▶ What you will do:
Give back exactly the lines from the one holding "box: [336, 335, 375, 387]" to the last line of the entries, both included, and nothing more.

━━━ Records provided ━━━

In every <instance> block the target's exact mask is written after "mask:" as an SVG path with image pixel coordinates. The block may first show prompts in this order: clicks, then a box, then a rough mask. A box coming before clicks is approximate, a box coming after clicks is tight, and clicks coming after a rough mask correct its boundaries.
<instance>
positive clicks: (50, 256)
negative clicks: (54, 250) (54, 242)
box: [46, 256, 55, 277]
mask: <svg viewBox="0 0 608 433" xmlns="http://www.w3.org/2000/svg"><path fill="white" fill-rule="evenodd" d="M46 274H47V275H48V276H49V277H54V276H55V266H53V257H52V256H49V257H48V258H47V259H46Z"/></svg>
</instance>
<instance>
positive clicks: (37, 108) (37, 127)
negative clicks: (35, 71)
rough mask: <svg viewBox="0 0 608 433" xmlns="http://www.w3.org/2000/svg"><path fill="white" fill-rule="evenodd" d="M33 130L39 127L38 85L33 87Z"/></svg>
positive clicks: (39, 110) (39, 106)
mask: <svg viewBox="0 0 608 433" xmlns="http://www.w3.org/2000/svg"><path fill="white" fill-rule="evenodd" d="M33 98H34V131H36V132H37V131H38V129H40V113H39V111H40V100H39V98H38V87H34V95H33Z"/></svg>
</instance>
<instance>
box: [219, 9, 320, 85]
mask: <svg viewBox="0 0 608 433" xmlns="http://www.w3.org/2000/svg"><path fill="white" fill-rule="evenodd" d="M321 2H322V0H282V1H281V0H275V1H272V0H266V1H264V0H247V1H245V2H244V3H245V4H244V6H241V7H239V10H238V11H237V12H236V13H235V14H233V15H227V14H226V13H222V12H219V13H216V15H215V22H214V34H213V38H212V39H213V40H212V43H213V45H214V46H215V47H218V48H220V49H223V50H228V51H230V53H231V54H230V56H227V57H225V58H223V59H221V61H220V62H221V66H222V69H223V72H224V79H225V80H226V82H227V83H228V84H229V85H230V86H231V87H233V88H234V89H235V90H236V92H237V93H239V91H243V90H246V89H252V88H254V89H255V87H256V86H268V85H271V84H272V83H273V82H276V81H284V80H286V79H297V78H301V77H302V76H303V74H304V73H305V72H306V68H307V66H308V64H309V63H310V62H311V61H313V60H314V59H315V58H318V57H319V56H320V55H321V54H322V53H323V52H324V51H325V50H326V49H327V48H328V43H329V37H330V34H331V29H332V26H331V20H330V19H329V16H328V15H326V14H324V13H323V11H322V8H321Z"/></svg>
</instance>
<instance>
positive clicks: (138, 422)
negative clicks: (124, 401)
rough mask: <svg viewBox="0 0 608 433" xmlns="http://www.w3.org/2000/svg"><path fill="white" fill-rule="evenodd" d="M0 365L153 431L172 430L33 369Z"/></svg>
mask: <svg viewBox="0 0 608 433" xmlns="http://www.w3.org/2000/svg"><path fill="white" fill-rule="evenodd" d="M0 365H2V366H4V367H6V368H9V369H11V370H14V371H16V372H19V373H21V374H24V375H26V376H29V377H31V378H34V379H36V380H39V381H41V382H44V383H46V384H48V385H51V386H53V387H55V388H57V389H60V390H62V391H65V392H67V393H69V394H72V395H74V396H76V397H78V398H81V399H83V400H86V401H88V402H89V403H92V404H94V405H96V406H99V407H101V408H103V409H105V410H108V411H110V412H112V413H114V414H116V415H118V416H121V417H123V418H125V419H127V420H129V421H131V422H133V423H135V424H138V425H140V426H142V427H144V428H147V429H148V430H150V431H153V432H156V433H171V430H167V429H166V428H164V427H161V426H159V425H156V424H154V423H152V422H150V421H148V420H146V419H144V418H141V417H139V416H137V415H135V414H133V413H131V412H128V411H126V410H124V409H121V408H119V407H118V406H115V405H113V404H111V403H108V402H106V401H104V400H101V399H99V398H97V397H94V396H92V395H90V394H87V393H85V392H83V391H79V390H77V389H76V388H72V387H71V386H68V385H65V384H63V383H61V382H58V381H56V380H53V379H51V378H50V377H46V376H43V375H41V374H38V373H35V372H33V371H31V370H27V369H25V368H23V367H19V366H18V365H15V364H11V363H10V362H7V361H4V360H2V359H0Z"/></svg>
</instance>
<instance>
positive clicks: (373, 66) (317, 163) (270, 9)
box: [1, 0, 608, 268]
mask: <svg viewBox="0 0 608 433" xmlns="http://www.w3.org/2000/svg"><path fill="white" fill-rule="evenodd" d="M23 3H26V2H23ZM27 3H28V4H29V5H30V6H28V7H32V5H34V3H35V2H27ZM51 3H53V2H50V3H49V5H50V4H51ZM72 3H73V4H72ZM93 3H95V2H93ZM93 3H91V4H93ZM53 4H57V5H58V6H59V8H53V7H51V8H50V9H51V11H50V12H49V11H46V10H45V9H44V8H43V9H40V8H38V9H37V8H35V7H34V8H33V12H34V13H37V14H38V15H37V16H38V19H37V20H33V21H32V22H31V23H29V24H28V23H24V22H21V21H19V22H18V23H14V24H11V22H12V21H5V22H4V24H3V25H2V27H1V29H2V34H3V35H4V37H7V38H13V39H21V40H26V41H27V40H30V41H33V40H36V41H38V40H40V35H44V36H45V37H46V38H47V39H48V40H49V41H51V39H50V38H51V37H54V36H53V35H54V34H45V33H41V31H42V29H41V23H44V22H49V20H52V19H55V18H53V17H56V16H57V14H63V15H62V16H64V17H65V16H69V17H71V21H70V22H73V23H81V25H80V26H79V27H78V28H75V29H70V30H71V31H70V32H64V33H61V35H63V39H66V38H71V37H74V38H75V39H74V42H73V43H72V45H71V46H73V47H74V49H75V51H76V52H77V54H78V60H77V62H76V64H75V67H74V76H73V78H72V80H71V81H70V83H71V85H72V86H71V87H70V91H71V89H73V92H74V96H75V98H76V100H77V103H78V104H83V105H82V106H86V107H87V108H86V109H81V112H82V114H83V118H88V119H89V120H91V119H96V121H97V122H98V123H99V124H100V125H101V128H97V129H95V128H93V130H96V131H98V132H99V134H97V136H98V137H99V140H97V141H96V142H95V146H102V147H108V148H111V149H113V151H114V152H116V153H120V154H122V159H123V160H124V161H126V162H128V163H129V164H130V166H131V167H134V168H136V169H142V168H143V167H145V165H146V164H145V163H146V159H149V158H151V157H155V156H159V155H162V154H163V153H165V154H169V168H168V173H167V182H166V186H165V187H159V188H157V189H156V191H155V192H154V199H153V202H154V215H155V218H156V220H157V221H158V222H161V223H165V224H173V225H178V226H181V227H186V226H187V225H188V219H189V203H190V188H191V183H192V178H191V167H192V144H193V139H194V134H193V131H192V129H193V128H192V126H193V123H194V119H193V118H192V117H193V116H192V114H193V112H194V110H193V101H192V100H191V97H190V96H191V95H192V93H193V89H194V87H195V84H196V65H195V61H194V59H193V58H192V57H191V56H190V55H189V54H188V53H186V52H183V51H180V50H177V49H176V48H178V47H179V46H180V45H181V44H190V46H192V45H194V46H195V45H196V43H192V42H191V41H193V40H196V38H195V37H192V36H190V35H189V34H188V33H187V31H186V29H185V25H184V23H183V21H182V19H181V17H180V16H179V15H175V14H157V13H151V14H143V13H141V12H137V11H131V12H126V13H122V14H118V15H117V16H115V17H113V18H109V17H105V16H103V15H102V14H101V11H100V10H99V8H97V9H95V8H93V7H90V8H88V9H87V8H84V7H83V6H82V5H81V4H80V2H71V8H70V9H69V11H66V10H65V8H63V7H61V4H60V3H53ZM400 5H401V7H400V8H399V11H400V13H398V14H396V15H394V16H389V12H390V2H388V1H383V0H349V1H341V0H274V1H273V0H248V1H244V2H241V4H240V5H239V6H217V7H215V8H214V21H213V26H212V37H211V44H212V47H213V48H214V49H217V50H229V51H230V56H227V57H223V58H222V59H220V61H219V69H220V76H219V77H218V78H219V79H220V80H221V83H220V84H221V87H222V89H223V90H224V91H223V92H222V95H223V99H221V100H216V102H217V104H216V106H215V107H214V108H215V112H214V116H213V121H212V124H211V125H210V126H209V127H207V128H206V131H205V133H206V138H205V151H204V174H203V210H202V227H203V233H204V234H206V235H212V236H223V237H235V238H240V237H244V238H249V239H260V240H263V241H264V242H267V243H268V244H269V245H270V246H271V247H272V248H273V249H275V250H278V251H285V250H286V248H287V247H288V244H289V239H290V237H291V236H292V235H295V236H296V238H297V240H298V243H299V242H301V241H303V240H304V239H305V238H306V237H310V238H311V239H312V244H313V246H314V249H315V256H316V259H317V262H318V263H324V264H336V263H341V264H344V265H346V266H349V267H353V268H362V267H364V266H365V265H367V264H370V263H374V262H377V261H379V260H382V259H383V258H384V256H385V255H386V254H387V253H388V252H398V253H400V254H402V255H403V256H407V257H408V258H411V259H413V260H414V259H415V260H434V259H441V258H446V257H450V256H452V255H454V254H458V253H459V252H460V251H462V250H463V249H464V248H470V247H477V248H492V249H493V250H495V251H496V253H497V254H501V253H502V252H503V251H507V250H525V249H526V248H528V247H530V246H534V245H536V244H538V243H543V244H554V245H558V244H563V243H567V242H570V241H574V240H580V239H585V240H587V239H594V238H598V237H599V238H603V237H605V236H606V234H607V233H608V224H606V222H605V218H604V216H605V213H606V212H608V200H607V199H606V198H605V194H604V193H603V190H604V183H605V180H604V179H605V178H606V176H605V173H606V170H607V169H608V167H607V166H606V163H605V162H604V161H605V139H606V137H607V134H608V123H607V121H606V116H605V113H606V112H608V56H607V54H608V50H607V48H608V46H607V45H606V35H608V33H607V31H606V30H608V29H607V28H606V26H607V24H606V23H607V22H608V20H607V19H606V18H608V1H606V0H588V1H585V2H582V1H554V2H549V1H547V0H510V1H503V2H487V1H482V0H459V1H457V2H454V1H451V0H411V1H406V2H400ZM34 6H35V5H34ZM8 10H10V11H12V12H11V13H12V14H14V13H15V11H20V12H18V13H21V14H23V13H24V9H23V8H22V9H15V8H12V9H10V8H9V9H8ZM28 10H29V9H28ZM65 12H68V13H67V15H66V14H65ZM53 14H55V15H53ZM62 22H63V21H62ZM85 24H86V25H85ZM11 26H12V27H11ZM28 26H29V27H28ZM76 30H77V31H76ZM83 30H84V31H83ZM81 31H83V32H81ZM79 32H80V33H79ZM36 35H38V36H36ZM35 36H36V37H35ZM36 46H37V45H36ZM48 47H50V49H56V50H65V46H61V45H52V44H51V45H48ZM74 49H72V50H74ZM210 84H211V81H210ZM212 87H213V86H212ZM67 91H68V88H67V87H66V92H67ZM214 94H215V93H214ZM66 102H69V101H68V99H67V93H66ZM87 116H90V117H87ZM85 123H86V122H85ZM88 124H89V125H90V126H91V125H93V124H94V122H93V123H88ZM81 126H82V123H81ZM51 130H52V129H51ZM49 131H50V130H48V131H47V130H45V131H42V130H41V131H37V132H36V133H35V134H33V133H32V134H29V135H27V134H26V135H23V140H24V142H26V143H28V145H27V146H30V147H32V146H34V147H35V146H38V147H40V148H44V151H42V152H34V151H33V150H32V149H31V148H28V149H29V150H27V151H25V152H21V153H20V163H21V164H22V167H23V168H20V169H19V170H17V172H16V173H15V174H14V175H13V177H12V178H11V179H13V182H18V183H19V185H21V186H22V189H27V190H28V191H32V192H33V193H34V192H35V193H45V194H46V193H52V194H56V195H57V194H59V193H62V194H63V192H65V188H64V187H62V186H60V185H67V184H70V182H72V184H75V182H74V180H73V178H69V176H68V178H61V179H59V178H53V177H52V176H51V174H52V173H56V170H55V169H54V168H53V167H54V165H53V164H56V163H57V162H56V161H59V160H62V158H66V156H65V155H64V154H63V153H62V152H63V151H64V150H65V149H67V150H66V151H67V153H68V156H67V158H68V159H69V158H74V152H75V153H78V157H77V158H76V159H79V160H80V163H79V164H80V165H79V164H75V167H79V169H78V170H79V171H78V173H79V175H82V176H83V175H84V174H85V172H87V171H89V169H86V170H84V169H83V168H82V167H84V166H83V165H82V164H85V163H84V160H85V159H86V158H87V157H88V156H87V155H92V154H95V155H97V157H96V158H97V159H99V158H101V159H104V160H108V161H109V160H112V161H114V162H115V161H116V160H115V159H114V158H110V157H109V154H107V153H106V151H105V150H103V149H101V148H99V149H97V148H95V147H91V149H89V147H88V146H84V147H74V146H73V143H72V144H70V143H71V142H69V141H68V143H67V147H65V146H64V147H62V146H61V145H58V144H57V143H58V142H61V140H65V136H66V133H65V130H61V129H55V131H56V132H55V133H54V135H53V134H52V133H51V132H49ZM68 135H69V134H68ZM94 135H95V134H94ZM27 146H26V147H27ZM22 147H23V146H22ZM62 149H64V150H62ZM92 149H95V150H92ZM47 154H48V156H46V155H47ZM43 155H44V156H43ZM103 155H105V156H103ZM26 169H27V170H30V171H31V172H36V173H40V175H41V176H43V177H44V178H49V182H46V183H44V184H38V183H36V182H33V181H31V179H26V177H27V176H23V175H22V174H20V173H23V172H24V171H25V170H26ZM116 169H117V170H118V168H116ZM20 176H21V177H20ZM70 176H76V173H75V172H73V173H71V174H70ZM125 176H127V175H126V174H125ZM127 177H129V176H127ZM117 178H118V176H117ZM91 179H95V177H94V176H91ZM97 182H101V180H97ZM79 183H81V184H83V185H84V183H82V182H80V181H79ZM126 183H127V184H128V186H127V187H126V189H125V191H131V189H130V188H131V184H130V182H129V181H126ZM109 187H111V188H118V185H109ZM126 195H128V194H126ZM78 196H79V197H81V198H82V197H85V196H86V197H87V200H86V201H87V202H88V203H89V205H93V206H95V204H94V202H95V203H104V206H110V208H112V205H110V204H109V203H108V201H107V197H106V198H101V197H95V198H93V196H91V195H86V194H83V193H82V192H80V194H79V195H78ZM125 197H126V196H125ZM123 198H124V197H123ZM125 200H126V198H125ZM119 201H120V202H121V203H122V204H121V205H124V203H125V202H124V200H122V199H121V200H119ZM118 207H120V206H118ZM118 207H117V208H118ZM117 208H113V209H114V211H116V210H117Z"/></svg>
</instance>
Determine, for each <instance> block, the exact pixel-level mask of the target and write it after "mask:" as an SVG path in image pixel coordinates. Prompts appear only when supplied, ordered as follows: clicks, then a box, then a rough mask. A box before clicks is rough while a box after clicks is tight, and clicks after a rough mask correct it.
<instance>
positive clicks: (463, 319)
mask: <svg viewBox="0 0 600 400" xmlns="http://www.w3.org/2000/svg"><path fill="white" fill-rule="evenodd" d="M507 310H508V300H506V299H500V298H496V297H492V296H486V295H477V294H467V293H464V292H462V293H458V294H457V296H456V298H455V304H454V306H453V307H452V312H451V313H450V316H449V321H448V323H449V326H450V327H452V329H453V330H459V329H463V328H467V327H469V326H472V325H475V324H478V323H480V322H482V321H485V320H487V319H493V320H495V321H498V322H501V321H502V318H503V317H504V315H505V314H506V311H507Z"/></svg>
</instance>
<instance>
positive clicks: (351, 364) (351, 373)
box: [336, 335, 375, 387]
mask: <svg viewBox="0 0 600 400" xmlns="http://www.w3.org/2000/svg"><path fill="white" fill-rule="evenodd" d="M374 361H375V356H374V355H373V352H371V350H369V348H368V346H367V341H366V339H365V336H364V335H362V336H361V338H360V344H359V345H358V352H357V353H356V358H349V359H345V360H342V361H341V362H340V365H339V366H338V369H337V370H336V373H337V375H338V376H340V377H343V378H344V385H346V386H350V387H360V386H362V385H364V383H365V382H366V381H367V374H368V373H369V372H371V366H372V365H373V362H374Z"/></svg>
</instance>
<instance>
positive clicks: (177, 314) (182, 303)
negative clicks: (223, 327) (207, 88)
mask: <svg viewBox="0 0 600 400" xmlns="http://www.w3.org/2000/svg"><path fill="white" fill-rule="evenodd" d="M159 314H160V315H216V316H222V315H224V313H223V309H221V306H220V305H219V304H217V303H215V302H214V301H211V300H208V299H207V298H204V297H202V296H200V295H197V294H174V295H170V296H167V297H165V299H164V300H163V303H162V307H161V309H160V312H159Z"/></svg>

━━━

▶ Answer to this task:
box: [336, 335, 375, 387]
mask: <svg viewBox="0 0 600 400" xmlns="http://www.w3.org/2000/svg"><path fill="white" fill-rule="evenodd" d="M374 361H375V356H374V355H373V352H371V350H369V348H368V346H367V341H366V339H365V336H364V335H362V336H361V338H360V344H359V345H358V352H357V353H356V358H349V359H345V360H342V361H341V362H340V365H339V366H338V369H337V370H336V373H337V375H338V376H340V377H343V378H344V385H346V386H350V387H360V386H362V385H364V383H365V382H366V381H367V374H368V373H369V372H371V366H372V365H373V362H374Z"/></svg>
</instance>
<instance>
positive clicks: (177, 314) (182, 303)
negative clicks: (223, 327) (207, 88)
mask: <svg viewBox="0 0 600 400" xmlns="http://www.w3.org/2000/svg"><path fill="white" fill-rule="evenodd" d="M159 314H160V315H216V316H222V315H224V313H223V309H221V306H220V305H219V304H217V303H215V302H214V301H211V300H208V299H207V298H204V297H202V296H200V295H197V294H174V295H170V296H167V297H165V299H164V300H163V303H162V307H161V309H160V312H159Z"/></svg>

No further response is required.